/---

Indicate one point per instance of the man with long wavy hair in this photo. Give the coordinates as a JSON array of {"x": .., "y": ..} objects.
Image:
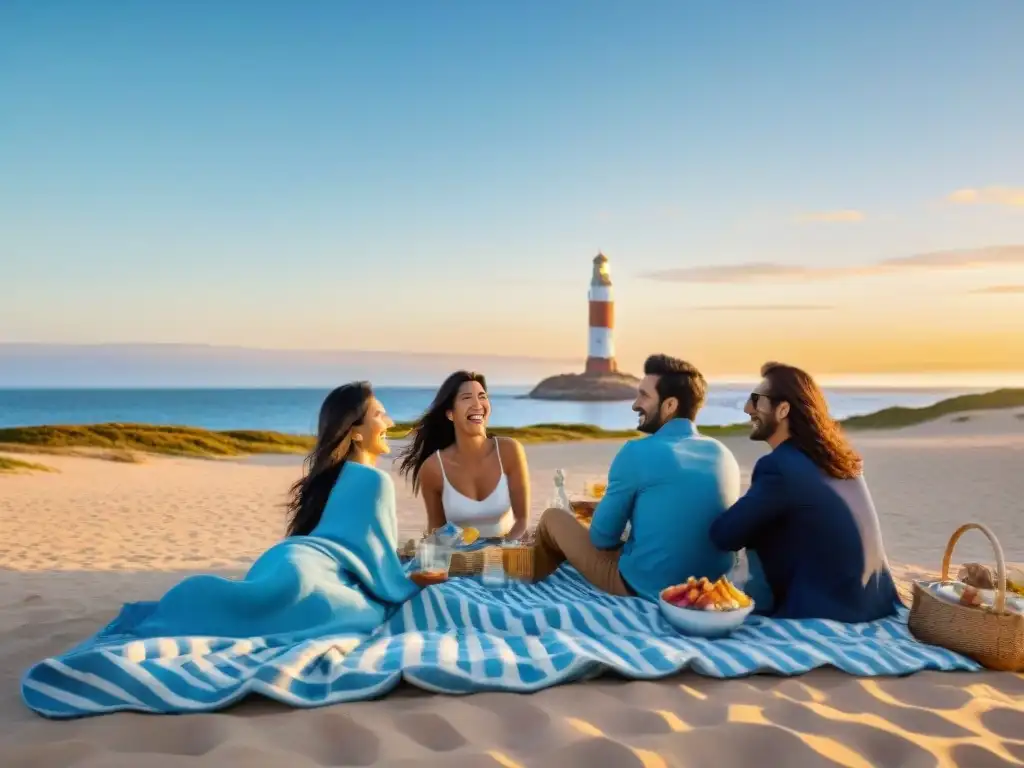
[{"x": 808, "y": 515}]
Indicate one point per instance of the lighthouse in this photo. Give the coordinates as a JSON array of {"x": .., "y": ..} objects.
[{"x": 600, "y": 347}]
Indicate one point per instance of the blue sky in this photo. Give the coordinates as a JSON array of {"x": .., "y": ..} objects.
[{"x": 437, "y": 175}]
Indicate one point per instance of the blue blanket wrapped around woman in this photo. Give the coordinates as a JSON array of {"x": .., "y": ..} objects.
[{"x": 345, "y": 577}]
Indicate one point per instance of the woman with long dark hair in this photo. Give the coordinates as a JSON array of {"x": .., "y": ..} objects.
[
  {"x": 808, "y": 516},
  {"x": 466, "y": 477},
  {"x": 336, "y": 571}
]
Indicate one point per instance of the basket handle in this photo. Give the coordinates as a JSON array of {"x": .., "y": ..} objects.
[{"x": 1000, "y": 564}]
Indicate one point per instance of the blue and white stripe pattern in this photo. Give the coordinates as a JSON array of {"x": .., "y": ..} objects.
[{"x": 461, "y": 637}]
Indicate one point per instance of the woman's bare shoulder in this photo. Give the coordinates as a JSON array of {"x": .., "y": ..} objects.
[
  {"x": 512, "y": 453},
  {"x": 430, "y": 473}
]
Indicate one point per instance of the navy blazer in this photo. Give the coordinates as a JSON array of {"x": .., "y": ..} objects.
[{"x": 817, "y": 539}]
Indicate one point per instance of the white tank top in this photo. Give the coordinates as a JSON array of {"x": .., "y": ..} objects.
[{"x": 492, "y": 516}]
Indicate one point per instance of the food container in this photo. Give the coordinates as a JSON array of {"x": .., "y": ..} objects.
[
  {"x": 518, "y": 561},
  {"x": 699, "y": 623},
  {"x": 992, "y": 636},
  {"x": 727, "y": 607}
]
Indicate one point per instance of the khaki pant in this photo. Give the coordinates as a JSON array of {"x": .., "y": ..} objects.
[{"x": 560, "y": 537}]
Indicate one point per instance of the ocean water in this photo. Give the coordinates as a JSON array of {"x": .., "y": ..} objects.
[{"x": 295, "y": 410}]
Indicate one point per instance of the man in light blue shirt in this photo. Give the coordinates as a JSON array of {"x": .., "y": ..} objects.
[{"x": 669, "y": 486}]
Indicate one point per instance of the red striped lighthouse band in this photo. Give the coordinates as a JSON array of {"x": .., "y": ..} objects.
[{"x": 602, "y": 314}]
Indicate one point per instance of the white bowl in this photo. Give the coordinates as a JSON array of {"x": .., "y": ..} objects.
[{"x": 698, "y": 623}]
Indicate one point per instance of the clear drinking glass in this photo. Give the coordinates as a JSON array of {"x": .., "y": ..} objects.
[{"x": 432, "y": 561}]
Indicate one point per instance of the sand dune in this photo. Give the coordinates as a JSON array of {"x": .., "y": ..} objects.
[{"x": 75, "y": 545}]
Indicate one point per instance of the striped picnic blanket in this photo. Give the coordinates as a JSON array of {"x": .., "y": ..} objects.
[{"x": 461, "y": 637}]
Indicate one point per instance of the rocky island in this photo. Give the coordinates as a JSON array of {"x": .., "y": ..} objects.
[{"x": 587, "y": 387}]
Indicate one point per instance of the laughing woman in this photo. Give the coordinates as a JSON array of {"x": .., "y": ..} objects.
[
  {"x": 466, "y": 477},
  {"x": 336, "y": 571}
]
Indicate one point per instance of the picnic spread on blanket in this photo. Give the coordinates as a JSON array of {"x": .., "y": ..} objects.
[{"x": 483, "y": 624}]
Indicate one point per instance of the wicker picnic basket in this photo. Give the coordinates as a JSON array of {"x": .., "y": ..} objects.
[
  {"x": 993, "y": 637},
  {"x": 518, "y": 562}
]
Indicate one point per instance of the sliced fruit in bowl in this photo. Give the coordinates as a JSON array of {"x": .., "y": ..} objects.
[{"x": 705, "y": 608}]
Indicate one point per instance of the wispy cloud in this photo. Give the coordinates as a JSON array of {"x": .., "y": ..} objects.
[
  {"x": 762, "y": 308},
  {"x": 999, "y": 289},
  {"x": 846, "y": 216},
  {"x": 769, "y": 271},
  {"x": 988, "y": 196}
]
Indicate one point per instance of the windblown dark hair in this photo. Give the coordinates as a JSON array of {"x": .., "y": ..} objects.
[
  {"x": 811, "y": 428},
  {"x": 343, "y": 409},
  {"x": 678, "y": 379},
  {"x": 434, "y": 431}
]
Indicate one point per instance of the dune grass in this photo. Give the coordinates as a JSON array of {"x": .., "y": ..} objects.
[
  {"x": 898, "y": 417},
  {"x": 122, "y": 439},
  {"x": 8, "y": 465},
  {"x": 127, "y": 441}
]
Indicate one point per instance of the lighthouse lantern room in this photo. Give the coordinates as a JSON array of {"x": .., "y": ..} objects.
[{"x": 600, "y": 347}]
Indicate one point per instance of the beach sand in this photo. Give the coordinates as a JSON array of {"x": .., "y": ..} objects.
[{"x": 78, "y": 543}]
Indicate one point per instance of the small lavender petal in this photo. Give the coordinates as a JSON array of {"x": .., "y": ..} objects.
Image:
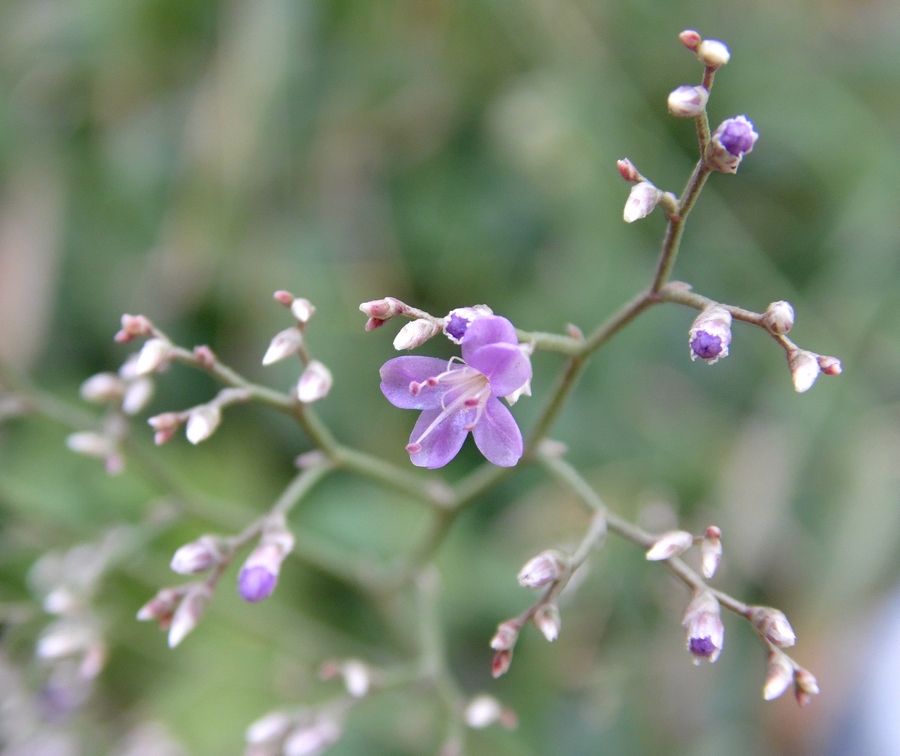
[
  {"x": 256, "y": 583},
  {"x": 398, "y": 373},
  {"x": 497, "y": 435}
]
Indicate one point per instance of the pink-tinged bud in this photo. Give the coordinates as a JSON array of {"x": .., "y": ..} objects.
[
  {"x": 506, "y": 636},
  {"x": 705, "y": 631},
  {"x": 383, "y": 309},
  {"x": 641, "y": 201},
  {"x": 712, "y": 53},
  {"x": 285, "y": 344},
  {"x": 284, "y": 297},
  {"x": 687, "y": 101},
  {"x": 314, "y": 383},
  {"x": 202, "y": 422},
  {"x": 312, "y": 739},
  {"x": 779, "y": 317},
  {"x": 154, "y": 355},
  {"x": 711, "y": 551},
  {"x": 137, "y": 396},
  {"x": 710, "y": 334},
  {"x": 189, "y": 612},
  {"x": 547, "y": 620},
  {"x": 501, "y": 662},
  {"x": 302, "y": 309},
  {"x": 482, "y": 712},
  {"x": 197, "y": 556},
  {"x": 415, "y": 333},
  {"x": 772, "y": 625},
  {"x": 690, "y": 39},
  {"x": 779, "y": 676},
  {"x": 627, "y": 170},
  {"x": 731, "y": 140},
  {"x": 830, "y": 365},
  {"x": 804, "y": 369},
  {"x": 545, "y": 568},
  {"x": 269, "y": 729},
  {"x": 671, "y": 544},
  {"x": 102, "y": 388}
]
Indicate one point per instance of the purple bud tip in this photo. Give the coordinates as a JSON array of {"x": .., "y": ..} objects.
[
  {"x": 256, "y": 583},
  {"x": 737, "y": 136},
  {"x": 456, "y": 327},
  {"x": 706, "y": 346},
  {"x": 702, "y": 647}
]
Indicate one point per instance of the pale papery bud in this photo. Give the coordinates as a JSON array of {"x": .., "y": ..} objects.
[
  {"x": 545, "y": 568},
  {"x": 641, "y": 201},
  {"x": 202, "y": 422},
  {"x": 482, "y": 711},
  {"x": 690, "y": 39},
  {"x": 548, "y": 621},
  {"x": 415, "y": 333},
  {"x": 302, "y": 309},
  {"x": 189, "y": 612},
  {"x": 285, "y": 344},
  {"x": 315, "y": 382},
  {"x": 804, "y": 369},
  {"x": 779, "y": 676},
  {"x": 687, "y": 101},
  {"x": 154, "y": 355},
  {"x": 628, "y": 171},
  {"x": 712, "y": 53},
  {"x": 671, "y": 544},
  {"x": 772, "y": 625},
  {"x": 779, "y": 317},
  {"x": 102, "y": 388}
]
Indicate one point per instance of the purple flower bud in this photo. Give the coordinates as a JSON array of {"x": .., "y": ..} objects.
[
  {"x": 733, "y": 139},
  {"x": 710, "y": 334}
]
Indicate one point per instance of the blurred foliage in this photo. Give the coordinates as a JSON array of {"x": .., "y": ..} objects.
[{"x": 184, "y": 159}]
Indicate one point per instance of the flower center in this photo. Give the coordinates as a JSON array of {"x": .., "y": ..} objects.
[{"x": 464, "y": 388}]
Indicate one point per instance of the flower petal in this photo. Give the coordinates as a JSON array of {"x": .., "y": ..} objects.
[
  {"x": 444, "y": 441},
  {"x": 491, "y": 329},
  {"x": 497, "y": 436},
  {"x": 398, "y": 373}
]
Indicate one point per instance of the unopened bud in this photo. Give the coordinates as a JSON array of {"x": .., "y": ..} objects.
[
  {"x": 779, "y": 317},
  {"x": 669, "y": 545},
  {"x": 202, "y": 422},
  {"x": 197, "y": 556},
  {"x": 415, "y": 333},
  {"x": 710, "y": 334},
  {"x": 830, "y": 365},
  {"x": 641, "y": 201},
  {"x": 804, "y": 369},
  {"x": 690, "y": 39},
  {"x": 315, "y": 382},
  {"x": 772, "y": 625},
  {"x": 285, "y": 344},
  {"x": 687, "y": 101},
  {"x": 627, "y": 170},
  {"x": 712, "y": 53},
  {"x": 711, "y": 551},
  {"x": 154, "y": 355},
  {"x": 102, "y": 388},
  {"x": 779, "y": 676},
  {"x": 547, "y": 620},
  {"x": 189, "y": 612},
  {"x": 302, "y": 309},
  {"x": 482, "y": 711},
  {"x": 545, "y": 568}
]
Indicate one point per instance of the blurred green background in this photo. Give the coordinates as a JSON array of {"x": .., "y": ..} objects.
[{"x": 186, "y": 158}]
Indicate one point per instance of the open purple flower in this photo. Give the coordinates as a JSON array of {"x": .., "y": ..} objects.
[{"x": 458, "y": 396}]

\---

[Goal of the exercise] Reproduce the final stretch of the data above: every line from the one holding "Indicate one point per instance of the flower center" through the end, inclusive, exactly as written and nothing else.

[Completed exercise]
Indicate one point per instance of the flower center in this photo. Give the coordinates as a JSON array of {"x": .., "y": ..} objects.
[{"x": 464, "y": 388}]
Indicate one point per instance of the flower petal in this photo. Give the coordinates as a JSON array of {"x": .., "y": ..} objects.
[
  {"x": 444, "y": 441},
  {"x": 491, "y": 329},
  {"x": 497, "y": 436},
  {"x": 398, "y": 373}
]
Indicate one point per instance of the unopened bud in this photo. Give the coordinates as a JSON array of {"x": .., "y": ..} objects.
[
  {"x": 779, "y": 317},
  {"x": 669, "y": 545},
  {"x": 202, "y": 422},
  {"x": 197, "y": 556},
  {"x": 415, "y": 333},
  {"x": 710, "y": 334},
  {"x": 830, "y": 365},
  {"x": 641, "y": 201},
  {"x": 804, "y": 369},
  {"x": 690, "y": 39},
  {"x": 315, "y": 382},
  {"x": 772, "y": 625},
  {"x": 285, "y": 344},
  {"x": 687, "y": 101},
  {"x": 627, "y": 170},
  {"x": 712, "y": 53},
  {"x": 711, "y": 551},
  {"x": 154, "y": 355},
  {"x": 102, "y": 388},
  {"x": 779, "y": 676},
  {"x": 547, "y": 620},
  {"x": 189, "y": 612},
  {"x": 302, "y": 309},
  {"x": 482, "y": 711},
  {"x": 545, "y": 568}
]
Indicate one point per instance of the blurred green background in this photo. Give the coordinates as a JSON array of {"x": .., "y": ..} objects.
[{"x": 186, "y": 158}]
Indicate one point per instance of the open purple flower in this photo. Give the coordinates as a JSON array of {"x": .., "y": ..} objects.
[{"x": 458, "y": 396}]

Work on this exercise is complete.